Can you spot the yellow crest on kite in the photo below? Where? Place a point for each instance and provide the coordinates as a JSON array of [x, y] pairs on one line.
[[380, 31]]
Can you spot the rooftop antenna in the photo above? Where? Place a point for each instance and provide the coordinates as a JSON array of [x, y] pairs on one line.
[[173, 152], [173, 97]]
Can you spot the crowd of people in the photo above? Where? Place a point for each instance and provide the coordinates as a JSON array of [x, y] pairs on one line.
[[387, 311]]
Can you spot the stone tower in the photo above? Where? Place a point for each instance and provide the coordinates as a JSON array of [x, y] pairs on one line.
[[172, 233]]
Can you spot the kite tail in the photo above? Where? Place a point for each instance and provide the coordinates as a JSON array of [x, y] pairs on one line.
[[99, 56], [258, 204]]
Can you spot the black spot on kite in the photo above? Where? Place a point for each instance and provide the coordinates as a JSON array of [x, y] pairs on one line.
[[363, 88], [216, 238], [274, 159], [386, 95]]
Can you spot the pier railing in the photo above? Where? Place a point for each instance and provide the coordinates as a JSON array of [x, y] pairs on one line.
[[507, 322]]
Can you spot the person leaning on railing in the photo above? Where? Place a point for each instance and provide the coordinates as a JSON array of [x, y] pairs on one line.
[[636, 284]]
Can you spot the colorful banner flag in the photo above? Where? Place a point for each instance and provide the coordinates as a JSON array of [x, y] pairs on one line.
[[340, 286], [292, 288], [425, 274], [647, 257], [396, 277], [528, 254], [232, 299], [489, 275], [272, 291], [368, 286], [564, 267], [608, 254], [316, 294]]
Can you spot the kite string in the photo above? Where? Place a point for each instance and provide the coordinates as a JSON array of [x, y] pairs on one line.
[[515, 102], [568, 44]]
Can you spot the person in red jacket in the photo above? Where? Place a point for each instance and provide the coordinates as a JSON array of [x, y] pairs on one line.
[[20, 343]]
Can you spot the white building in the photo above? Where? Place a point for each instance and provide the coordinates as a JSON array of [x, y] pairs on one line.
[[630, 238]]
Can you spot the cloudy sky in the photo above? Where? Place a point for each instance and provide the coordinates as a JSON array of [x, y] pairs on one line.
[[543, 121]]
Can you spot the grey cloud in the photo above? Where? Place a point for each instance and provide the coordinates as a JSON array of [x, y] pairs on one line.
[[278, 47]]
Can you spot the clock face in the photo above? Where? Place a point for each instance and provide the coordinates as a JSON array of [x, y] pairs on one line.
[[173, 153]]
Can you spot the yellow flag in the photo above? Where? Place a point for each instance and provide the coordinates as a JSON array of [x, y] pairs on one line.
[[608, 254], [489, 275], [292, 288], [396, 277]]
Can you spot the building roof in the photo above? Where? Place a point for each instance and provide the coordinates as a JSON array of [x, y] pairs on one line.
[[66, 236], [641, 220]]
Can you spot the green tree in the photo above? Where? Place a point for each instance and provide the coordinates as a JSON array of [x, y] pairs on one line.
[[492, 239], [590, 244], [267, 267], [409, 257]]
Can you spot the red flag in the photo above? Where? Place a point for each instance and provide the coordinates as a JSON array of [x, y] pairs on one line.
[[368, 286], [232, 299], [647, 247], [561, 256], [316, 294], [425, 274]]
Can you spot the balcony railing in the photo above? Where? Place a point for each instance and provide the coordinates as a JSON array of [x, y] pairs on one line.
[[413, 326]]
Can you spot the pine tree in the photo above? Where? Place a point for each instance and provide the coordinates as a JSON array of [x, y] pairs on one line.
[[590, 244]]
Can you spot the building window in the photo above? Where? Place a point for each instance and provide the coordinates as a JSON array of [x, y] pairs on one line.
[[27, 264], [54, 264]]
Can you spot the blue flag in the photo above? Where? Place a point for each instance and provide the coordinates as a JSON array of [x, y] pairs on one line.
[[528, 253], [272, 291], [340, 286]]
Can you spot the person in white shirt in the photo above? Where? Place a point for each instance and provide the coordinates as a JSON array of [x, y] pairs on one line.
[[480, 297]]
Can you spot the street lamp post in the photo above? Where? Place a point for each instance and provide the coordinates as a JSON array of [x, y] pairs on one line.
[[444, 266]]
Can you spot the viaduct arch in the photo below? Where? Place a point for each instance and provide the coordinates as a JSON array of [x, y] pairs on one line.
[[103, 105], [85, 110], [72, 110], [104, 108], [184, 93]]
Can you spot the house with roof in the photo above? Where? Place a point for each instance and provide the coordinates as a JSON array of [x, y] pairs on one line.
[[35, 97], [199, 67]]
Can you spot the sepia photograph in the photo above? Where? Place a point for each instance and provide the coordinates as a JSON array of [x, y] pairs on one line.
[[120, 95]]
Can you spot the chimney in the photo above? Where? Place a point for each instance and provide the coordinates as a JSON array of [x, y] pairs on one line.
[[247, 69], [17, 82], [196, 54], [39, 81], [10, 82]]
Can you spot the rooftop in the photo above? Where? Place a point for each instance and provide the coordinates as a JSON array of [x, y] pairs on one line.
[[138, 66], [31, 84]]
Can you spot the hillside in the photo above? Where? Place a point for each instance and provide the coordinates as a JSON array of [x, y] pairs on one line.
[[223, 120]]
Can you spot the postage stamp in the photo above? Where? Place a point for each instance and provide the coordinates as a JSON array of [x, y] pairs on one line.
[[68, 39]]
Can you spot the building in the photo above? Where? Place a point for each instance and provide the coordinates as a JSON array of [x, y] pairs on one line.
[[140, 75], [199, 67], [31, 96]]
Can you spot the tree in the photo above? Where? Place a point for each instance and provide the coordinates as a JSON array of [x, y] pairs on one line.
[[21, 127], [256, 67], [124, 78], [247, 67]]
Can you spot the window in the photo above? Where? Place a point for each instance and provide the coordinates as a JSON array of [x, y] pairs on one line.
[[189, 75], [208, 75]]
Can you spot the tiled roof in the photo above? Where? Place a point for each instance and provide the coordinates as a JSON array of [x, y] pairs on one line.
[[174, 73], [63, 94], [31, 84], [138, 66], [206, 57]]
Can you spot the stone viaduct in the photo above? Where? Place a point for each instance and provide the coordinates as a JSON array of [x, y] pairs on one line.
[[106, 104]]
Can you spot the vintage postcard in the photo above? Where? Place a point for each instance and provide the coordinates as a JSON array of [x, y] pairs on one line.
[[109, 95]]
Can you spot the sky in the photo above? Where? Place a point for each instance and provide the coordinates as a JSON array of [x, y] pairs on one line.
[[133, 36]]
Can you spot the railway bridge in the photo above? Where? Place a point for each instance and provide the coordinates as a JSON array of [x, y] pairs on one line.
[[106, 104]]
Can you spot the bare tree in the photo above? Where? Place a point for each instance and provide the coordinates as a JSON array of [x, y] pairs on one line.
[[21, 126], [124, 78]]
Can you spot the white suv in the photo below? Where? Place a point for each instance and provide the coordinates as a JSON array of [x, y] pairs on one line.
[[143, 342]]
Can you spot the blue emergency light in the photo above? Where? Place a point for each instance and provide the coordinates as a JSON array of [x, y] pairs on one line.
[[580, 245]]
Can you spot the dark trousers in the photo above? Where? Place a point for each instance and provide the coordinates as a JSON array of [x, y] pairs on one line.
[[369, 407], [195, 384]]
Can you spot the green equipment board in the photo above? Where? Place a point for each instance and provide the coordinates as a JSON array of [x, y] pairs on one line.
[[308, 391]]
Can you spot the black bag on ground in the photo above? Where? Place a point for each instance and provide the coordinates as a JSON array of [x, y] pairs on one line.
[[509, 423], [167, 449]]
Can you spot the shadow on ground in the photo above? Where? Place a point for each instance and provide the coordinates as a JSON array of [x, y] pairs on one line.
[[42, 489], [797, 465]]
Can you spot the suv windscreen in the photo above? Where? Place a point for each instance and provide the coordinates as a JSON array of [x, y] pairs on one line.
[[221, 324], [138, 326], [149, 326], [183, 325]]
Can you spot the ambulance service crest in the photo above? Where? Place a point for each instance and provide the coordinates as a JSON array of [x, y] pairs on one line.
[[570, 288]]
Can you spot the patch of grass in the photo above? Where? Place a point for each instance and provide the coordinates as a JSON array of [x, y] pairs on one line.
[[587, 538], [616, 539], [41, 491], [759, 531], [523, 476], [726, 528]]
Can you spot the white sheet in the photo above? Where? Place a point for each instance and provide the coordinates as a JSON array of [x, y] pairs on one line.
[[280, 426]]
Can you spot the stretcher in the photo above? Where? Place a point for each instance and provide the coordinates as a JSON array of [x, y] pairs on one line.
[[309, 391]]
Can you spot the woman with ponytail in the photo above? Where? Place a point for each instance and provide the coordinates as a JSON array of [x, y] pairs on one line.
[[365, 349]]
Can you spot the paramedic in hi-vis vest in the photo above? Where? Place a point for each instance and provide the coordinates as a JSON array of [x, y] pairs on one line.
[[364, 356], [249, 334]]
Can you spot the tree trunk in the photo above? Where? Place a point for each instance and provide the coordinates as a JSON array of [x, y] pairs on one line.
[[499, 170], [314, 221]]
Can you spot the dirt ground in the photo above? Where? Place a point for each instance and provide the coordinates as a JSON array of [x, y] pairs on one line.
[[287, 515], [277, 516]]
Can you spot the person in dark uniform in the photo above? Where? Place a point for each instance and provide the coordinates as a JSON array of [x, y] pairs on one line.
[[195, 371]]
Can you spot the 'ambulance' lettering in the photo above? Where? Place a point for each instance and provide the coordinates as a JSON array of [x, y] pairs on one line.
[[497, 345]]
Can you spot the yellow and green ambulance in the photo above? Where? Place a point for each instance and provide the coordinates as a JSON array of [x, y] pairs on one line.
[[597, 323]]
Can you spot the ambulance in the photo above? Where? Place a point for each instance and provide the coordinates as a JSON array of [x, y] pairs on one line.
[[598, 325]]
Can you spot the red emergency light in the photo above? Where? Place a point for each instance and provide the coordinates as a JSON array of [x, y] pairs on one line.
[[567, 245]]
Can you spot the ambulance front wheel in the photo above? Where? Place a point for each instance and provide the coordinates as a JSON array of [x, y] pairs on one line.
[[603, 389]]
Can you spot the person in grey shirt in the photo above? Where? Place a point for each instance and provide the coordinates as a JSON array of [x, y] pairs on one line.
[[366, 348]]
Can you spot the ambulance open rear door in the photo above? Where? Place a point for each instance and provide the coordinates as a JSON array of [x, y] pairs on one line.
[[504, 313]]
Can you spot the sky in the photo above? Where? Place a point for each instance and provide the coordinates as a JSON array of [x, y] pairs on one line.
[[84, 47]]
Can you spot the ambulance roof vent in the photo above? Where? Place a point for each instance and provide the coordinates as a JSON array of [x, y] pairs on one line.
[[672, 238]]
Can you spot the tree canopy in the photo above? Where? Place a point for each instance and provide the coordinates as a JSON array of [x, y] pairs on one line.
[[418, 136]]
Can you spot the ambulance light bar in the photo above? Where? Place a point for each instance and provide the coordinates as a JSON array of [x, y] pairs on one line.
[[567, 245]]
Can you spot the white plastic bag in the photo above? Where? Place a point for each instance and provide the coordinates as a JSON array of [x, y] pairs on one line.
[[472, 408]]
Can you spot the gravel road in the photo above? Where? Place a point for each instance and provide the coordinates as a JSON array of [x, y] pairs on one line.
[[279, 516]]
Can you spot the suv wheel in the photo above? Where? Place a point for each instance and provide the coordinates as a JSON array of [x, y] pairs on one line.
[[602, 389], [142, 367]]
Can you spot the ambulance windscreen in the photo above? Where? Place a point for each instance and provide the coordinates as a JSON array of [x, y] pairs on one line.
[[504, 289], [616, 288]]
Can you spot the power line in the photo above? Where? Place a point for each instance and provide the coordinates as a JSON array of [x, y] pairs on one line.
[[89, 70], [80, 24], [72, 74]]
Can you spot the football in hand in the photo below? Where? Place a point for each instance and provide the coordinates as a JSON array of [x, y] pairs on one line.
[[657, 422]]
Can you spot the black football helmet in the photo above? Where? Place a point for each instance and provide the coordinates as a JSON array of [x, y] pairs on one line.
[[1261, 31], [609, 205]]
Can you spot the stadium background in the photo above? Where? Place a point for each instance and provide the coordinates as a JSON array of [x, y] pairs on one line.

━━━━

- _EXERCISE DIRECTIONS_
Please write out again the stretch from the start of the rows above through the line containing "[[507, 322]]", keeping each request as it is and shifting every x and y coordinate in the answers down by 30.

- _EXERCISE ANSWER_
Can you spot the yellow crest on kite in the photo below? Where? Place a point for each instance and provide the coordinates as a JSON array of [x, y] pairs on one line.
[[350, 1]]
Can you spot the rooftop antenna in the photo above? Where? Place a point for each instance and provide the coordinates as a JSON array of [x, y] pairs on one line.
[[143, 122], [143, 67]]
Can you spot the crowd of people in the photo above? Where? Place a point for each instance and provide the coordinates as a JSON array of [x, y] pairs on one line.
[[357, 281]]
Can you spot the stone tower in the photo above? Where? Place a point for each instance and provide the coordinates as a JSON array of [x, y] pairs on one line.
[[142, 203]]
Can you spot the kite tail in the photo above? Where? Place a point for each instance and provide the coordinates as a JSON array of [x, y] pairs on one line.
[[69, 26], [228, 174]]
Can you spot the black spot on kite in the photo above? Where? Place a point for each instance and provide the coordinates as a JSON array of [x, y] pairs on one line.
[[333, 58], [186, 208], [244, 129], [356, 65]]
Can you spot the pier railing in the photo above? Where? Place a point for each instance and provide the coordinates as a JSON array of [x, y] pairs on one line.
[[477, 292]]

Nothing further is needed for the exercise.